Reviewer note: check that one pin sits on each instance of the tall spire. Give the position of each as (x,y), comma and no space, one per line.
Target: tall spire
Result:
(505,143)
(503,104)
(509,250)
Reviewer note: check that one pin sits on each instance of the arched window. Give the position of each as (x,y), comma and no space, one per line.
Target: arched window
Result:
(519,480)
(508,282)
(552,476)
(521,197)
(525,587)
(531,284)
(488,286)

_____

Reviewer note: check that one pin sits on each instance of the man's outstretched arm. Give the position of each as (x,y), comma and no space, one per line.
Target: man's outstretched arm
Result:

_____

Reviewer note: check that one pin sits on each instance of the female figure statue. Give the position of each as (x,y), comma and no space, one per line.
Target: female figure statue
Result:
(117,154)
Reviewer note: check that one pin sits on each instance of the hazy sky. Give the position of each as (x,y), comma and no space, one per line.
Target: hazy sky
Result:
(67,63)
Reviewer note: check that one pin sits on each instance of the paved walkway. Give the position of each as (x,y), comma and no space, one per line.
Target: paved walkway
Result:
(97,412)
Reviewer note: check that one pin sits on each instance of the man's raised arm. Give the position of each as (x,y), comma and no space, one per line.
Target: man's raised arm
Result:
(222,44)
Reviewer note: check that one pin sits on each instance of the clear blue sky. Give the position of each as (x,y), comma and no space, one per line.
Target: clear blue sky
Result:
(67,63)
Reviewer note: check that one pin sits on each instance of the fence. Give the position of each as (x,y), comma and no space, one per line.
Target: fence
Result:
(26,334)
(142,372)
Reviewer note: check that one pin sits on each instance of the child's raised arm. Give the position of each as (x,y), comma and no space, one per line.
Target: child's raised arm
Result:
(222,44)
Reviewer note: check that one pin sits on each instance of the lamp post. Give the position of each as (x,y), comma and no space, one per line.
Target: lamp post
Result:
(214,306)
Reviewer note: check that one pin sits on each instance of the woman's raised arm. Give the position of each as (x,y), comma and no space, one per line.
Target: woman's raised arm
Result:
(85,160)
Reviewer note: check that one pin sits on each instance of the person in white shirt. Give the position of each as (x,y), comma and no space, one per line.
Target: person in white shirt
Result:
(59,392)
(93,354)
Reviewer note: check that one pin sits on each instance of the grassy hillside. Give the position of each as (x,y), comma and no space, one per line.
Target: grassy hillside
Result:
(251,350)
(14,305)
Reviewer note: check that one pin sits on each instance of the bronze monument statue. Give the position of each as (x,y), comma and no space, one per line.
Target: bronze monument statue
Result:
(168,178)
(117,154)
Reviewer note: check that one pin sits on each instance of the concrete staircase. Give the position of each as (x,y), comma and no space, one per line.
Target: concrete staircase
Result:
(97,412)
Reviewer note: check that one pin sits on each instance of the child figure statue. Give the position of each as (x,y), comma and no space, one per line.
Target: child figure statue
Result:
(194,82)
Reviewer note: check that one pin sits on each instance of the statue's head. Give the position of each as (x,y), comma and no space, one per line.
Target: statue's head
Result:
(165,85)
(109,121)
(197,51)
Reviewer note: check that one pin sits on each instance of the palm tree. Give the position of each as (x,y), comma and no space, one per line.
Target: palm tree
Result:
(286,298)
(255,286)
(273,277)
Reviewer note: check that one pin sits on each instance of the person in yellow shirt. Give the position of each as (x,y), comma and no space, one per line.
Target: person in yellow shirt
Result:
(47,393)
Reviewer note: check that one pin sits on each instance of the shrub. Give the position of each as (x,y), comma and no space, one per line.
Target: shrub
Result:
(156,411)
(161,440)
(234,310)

_____

**WRITTEN INSTRUCTION:** How many lines in the rows above contain the string "person"? Reply with the number alone.

**TASK RESPONSE:** 4